__Task requirements__
(a) Print the stretch of the workday passage from "After a night" through "domestic activities.", word for word.
(b) Answer these from the workday passage:
(i) At what hour does the Thursday night class end?
(ii) Near what place were the studies from the late 1980s carried out?
(iii) At what time is the writer back at school?
(c) Go on with the workday passage, picking up right after its last sentence.

After a night class that runs from 5:30-9 PM on Thursday night I am a little
down on power when I wake up at 6 AM. If time isn't pressing, I take
advantage of my half day off and go for a walk along the shore in La Jolla.
I count the seals on the beach, look for whales and dolphins, and ease some
of the kinks out of my back (from too many hours at the computer). Then I
return home to catch up on housework, pay the bills, do the wash, and other
domestic activities.
This day is busier than most so I'm back to work by 10 AM searching through
old computer archives and files for studies I did near the Salton Sea in the
late 1980s when I worked at U.C. Riverside. Eventually these are found,
printed, downloaded and made ready for a meeting on Saturday. Then I get
back to work on planning for a late afternoon meeting of the advisory
council for my Environmental Studies Program. This includes buying
refreshments (self funded as are most class materials throughout the
educational systems of California), developing the agenda, faxing out a map,
and working out a general strategy for the meeting. At three o'clock I am
back at school, arranging the meeting room and materials, reading e-mails,
catching up on phone messages, talking to my student research assistant and
other students who drop in.

__Dataset extract__
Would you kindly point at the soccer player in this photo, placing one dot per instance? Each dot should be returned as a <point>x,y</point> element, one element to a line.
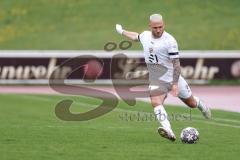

__Results by task__
(a)
After a night class that runs from 5:30-9 PM on Thursday night I am a little
down on power when I wake up at 6 AM. If time isn't pressing, I take
advantage of my half day off and go for a walk along the shore in La Jolla.
I count the seals on the beach, look for whales and dolphins, and ease some
of the kinks out of my back (from too many hours at the computer). Then I
return home to catch up on housework, pay the bills, do the wash, and other
domestic activities.

(b)
(i) 9 PM
(ii) Near the Salton Sea
(iii) At three o'clock

(c)
The meeting begins at 4 PM and runs to 5:30 PM and I am delighted with the
full attendance and the lively and helpful discussions. It is an excellent
and diverse group, with representatives from business, publishing, education
and current and former students. The major topic for the night is expected
student competency - what students should know when they graduate.
Interesting discussions develop about the challenge of teaching people to be
good advocates for programs, how to assess claims and proposals, and to
think "outside the box" in developing solutions to complex
problems. After the meeting I talk with a couple of committee members until
6, then answer e-mails, gather materials for Saturday in the field and for
grading papers and working on lectures on Sunday.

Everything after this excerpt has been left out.